--- Extracted material ---

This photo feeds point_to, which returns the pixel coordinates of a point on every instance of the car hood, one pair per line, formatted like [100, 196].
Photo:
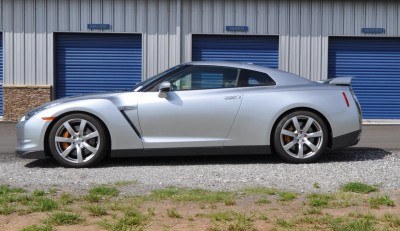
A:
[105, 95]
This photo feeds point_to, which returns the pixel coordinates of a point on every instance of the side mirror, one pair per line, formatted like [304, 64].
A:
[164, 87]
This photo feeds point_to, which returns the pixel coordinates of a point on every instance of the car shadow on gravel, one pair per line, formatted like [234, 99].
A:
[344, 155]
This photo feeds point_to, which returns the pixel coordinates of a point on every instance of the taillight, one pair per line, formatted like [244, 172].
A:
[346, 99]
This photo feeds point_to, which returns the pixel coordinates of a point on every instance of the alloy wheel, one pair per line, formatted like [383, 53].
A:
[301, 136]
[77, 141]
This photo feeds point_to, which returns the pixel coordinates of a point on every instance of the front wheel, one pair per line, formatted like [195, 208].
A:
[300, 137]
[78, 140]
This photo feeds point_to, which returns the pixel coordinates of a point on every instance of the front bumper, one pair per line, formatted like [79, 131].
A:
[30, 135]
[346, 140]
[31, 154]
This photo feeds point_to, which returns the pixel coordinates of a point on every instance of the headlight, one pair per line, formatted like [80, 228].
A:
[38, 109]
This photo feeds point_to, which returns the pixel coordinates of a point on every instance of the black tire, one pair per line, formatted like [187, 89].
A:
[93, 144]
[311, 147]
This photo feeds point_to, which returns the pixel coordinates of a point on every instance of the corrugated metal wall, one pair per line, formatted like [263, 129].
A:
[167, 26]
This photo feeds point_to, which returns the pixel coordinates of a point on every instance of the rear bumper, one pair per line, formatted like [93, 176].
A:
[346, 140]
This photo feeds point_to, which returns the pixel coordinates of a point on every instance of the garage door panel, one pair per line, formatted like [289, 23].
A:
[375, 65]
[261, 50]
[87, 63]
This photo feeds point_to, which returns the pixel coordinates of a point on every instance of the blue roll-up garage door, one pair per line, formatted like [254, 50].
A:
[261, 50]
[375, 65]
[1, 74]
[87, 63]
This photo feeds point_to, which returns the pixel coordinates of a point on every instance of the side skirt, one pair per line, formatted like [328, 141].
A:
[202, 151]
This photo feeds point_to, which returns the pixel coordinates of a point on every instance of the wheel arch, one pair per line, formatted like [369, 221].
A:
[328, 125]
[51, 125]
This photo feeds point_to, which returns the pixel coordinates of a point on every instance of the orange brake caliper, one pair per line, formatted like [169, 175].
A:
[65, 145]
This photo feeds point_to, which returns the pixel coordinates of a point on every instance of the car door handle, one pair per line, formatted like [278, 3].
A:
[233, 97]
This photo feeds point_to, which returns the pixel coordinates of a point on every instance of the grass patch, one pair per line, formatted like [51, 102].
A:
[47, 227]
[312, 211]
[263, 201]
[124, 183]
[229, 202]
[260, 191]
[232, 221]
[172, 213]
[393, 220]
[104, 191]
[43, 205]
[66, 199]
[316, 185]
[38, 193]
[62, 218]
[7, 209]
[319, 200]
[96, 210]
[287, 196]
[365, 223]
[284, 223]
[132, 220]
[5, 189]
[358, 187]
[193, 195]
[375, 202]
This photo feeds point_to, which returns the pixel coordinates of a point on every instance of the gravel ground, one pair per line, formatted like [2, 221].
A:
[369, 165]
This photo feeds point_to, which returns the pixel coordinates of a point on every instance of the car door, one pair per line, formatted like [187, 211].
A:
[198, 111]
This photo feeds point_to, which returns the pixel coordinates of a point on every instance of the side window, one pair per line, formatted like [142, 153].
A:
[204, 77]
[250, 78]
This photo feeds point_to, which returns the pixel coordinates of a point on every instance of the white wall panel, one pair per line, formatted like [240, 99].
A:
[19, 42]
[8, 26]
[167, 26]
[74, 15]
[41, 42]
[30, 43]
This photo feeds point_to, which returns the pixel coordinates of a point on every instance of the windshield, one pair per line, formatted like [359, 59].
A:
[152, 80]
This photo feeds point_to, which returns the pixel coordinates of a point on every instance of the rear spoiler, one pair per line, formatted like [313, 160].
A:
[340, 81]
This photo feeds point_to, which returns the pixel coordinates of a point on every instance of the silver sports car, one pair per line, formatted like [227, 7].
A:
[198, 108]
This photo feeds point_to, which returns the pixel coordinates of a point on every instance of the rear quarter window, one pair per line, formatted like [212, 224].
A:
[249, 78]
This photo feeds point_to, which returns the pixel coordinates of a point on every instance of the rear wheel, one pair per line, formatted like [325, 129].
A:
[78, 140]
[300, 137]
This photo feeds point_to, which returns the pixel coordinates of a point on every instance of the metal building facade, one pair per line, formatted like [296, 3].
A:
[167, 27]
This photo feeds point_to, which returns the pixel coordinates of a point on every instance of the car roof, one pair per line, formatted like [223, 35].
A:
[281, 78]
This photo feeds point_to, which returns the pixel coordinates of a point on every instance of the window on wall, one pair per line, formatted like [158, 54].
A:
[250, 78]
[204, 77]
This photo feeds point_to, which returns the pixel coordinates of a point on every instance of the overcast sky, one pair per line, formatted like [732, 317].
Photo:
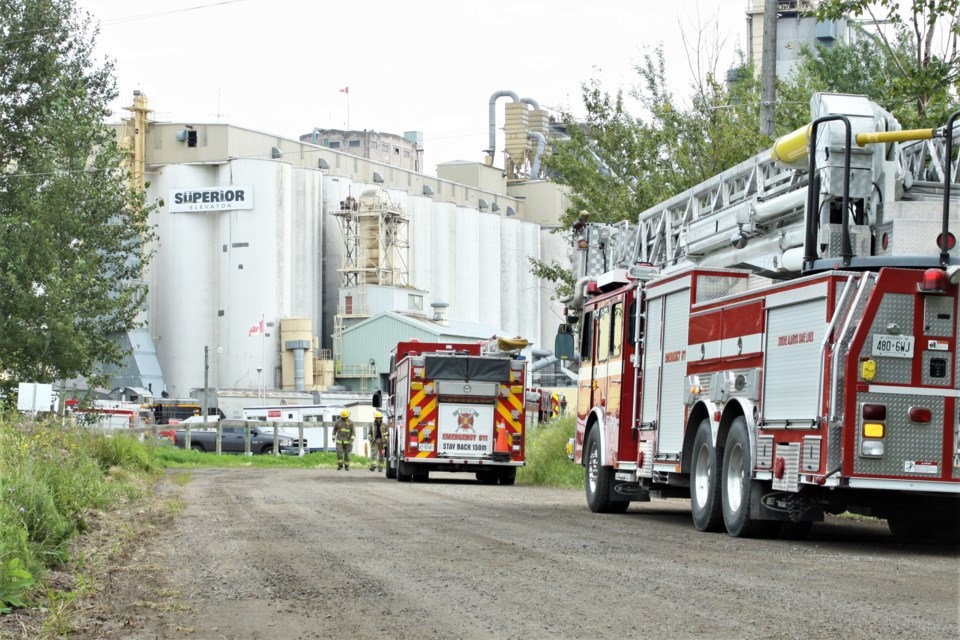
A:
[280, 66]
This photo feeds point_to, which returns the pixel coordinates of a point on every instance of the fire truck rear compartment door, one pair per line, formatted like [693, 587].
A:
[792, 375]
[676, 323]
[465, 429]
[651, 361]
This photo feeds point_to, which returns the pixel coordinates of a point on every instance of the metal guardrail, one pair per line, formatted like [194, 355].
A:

---

Problem:
Can you copy out every item above word for word, leaving the pictures out?

Task solution:
This photo feeds point_to, which returns the pixel coordinates of a point on every instance of the car hood, one pair per line, formatted like [100, 196].
Photo:
A:
[105, 95]
This photo feeds point_to, which returns the pixel coordinates of a point on every instance of the side mirror, one pair per line, formatted like [304, 64].
A:
[164, 87]
This photo feeds point_to, which returns the pixel coordinates of a point on every instance of the car shadow on gravel, one pair per line, formatted like [234, 99].
A:
[344, 155]
This photo feeds point_to, which returns the pixel coordinates of a point on every instance of the taillight, one pair per line, formatted like [244, 172].
A:
[346, 99]
This photo feeds point_to, which returns the pixel coordinates of a point on every instance of the alloy wheel, one pair per line, formatted like [383, 53].
A:
[301, 136]
[77, 141]
This photo feeds point_to, which returns the pixel coordinates of a point on every instance of the front wheel, one pair per line, formatted like [195, 208].
A:
[300, 137]
[78, 140]
This photo feeds point_to, which returns the pixel coordinates of a point on every instance of the front bumper, one pair per line, formatted like [79, 131].
A:
[30, 135]
[346, 140]
[31, 154]
This photo feeds point_to, which returns the pixel coordinates of a point on every instance of the headlight, one pair per line, formatted like [80, 228].
A:
[38, 109]
This photo feeds point_to, which returns the pixel coordinates of a point on every instance of the black tire, one pair per line, formatted like [187, 89].
A:
[93, 144]
[311, 147]
This photo feeds point_to, which returns the pixel coordinates of a point on every instance of the corrugated metal wall, one pair per line, formatted like [263, 129].
A:
[167, 26]
This photo feeds point_to, which returns the pixel coordinates of a point on every instance of the rear bumper, one pair per line, formatted like [93, 176].
A:
[346, 140]
This photo feeds point_to, which returns the pixel coordinates of a point on every instance of the garage door panel, one pair per line, formatted like [289, 23].
A:
[375, 65]
[261, 50]
[87, 63]
This photo feeds point_to, which returns the pixel coordinates of a point on every instance of the blue roll-up garage door, one pair per line, formatted like [254, 50].
A:
[261, 50]
[375, 65]
[1, 74]
[87, 63]
This photo feeds point_to, which returns the pixel coordinates of a point on every instance of the side skirt, one pair per line, formatted like [328, 141].
A:
[202, 151]
This photo feeds point_to, which returns the pixel coordinates of a point on every instance of the wheel arch, one pair per line, formatted like [369, 221].
A:
[328, 125]
[51, 125]
This photo feeds point_to, which returns the pixel coordinates of a point on every instance of the orange brake caliper, one pair per line, formatted like [169, 175].
A:
[65, 145]
This photo feeds point_to, which returns the pixel coordinates of a point on every instance of the car door handle, one pair per line, formatted like [278, 3].
A:
[233, 97]
This photo feeds point_to, which returns the pixel coordinates of a point on every instance of the grass patch, one pair per line, formatted like [51, 102].
A:
[47, 227]
[312, 211]
[263, 201]
[124, 183]
[229, 202]
[260, 191]
[232, 221]
[172, 213]
[393, 220]
[104, 191]
[43, 205]
[66, 199]
[316, 185]
[38, 193]
[62, 218]
[7, 209]
[319, 200]
[96, 210]
[287, 196]
[365, 223]
[284, 223]
[132, 220]
[5, 189]
[358, 187]
[193, 195]
[375, 202]
This photo feeds point_to, which returns the pixel coordinates of a point on every instance of the gravel ground, one pair per line, formatted like [2, 221].
A:
[369, 165]
This photo feeds point_to, which returns the pixel coordinates of a point on every instance of the car door, one pair per line, formatted like [187, 211].
A:
[198, 111]
This photo feeds point_to, which returns the pixel coordinates of a point on every instance of the side window, one pair per line, formatted like [142, 153].
A:
[204, 77]
[250, 78]
This photo feeds point_to, which returns the pixel coordinates of a point on every instance of the white wall panel, one pair per line, formatted like [240, 99].
A:
[19, 42]
[8, 26]
[167, 26]
[74, 15]
[41, 42]
[30, 43]
This photo feeds point_to, which returns the pixel coordinates of a point on every instance of the windshield, one pair per line, formatted like [359, 59].
A:
[152, 80]
This photo feeds point_to, which returns the pixel coordinates of a point on every instance of the rear spoiler, one pair per line, formatted like [313, 160].
A:
[340, 81]
This photo feeds point_to, which returns the pixel coordinates of a point on every instance of the silver sports car, one pair per line, formatted like [227, 7].
A:
[198, 108]
This photo feeds point_to, which returns the pixel coordinates of a point on every instance of the rear quarter window, one pair per line, formatted like [212, 224].
A:
[249, 78]
This photo feeds point_to, which returns the pixel coordinates of a point on every instance of the rear wheel, one pair per line, formatted like [325, 129].
A:
[78, 140]
[300, 137]
This photo feeds point_to, which returns the pixel coordinates of a point on every instance of the metal building facade, one pair per line, formatted like [296, 3].
A:
[167, 27]
This photo feeds point_to, which returns the pixel coordinates of a point on every instance of the car roof, one pair per line, formatted like [223, 35].
A:
[281, 78]
This photo feeds point_to, which returns the pixel coordinates of a point on every instance of the window on wall, one pair per line, formatted like [158, 54].
A:
[250, 78]
[204, 77]
This photo feeds point_to, which returns the pixel coordinates of a point on every instance of the overcast sky, one pair per line, formatted like [732, 317].
Photo:
A:
[280, 66]
This photo feeds point_to, which returns the pixel coordinates of a point on every instance of the fire truck rear compartment door, one pair per line, formatted like [693, 587].
A:
[792, 375]
[676, 323]
[465, 429]
[651, 361]
This photo feeds point_to, which returns the pixel coordinates of a point on every instance of the metal guardrail, one pair per line, formatted like [194, 355].
A:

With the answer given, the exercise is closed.